◆ **YOUR TASK**
Lines before the one containing "man's ear, which" are to be left out; that line and every line after it, through the last line below, are to be reproduced exactly.

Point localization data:
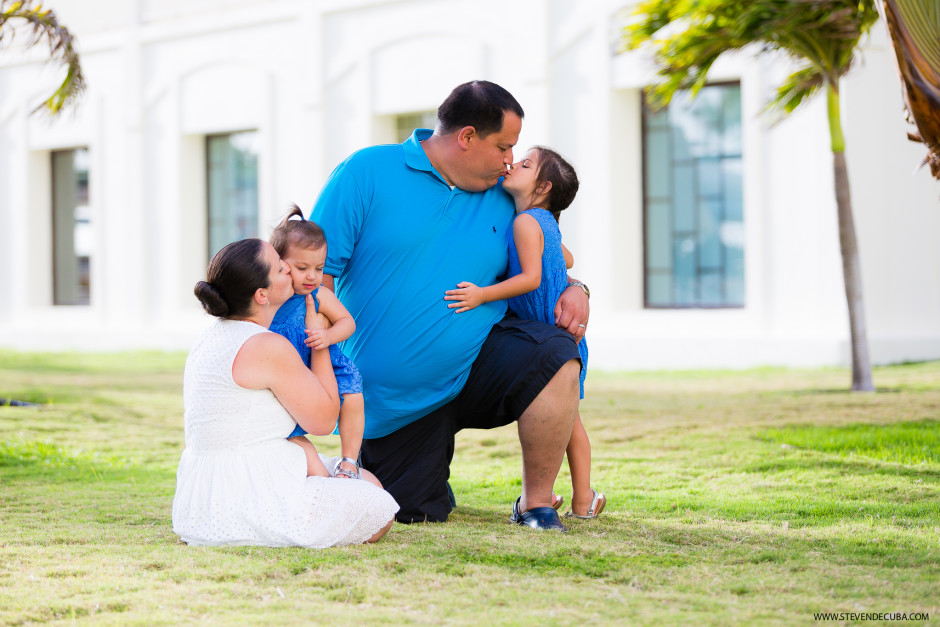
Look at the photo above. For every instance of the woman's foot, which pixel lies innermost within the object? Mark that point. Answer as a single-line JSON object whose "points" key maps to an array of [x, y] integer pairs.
{"points": [[588, 508]]}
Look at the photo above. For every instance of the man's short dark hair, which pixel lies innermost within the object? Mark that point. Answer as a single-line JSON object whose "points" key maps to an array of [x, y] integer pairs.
{"points": [[480, 104]]}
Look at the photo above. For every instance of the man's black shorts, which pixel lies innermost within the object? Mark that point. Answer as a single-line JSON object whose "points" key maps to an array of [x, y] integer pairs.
{"points": [[518, 358]]}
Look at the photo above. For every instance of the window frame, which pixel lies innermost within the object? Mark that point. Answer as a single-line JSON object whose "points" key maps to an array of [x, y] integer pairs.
{"points": [[646, 111]]}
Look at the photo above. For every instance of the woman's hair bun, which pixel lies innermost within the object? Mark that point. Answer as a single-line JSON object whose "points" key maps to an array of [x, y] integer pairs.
{"points": [[212, 301]]}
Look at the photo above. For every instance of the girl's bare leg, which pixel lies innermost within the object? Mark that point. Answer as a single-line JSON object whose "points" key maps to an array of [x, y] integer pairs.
{"points": [[315, 467], [352, 420], [579, 461]]}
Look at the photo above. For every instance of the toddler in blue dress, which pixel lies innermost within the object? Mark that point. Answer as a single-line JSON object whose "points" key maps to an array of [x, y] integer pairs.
{"points": [[542, 184], [302, 245]]}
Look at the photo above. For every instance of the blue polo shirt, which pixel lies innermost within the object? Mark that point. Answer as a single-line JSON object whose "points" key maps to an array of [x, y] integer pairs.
{"points": [[398, 237]]}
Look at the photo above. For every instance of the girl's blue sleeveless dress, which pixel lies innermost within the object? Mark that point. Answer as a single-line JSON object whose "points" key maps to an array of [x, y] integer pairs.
{"points": [[539, 304], [289, 322]]}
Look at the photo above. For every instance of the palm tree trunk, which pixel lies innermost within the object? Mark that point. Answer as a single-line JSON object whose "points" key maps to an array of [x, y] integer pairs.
{"points": [[851, 267]]}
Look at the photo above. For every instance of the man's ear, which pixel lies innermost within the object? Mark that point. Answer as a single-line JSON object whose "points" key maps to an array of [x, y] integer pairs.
{"points": [[464, 136]]}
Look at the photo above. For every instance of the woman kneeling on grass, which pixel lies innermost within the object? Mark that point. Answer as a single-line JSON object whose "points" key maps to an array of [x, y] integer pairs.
{"points": [[245, 389]]}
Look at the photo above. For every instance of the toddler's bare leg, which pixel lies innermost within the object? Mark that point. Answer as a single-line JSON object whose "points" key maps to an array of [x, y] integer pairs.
{"points": [[368, 476], [315, 467], [352, 420], [579, 461]]}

◆ **YOUR SOLUTION**
Look at the photo above. For every instance of the man's ear, which pixel lies innermost within the object? Mark that point. Answer as a single-line JSON object whose "points" key maps to an array of [x, y] integer pairs.
{"points": [[464, 136]]}
Look at the photo above. For every instance of the woman kneeling on grass, which pixel lies innermost within the object? Mark that point. Answer as a single-line JSON object whose "points" key maps to an array of [x, y] integer pairs.
{"points": [[245, 389]]}
Look at the photo above. For every instance of the toddler's bare leg, which pixel lies innermost within the object? Mark that point. Answer as a single-line JSON object whose "points" key maps to an array of [x, y] integer pairs.
{"points": [[368, 476], [315, 467], [352, 420], [579, 461]]}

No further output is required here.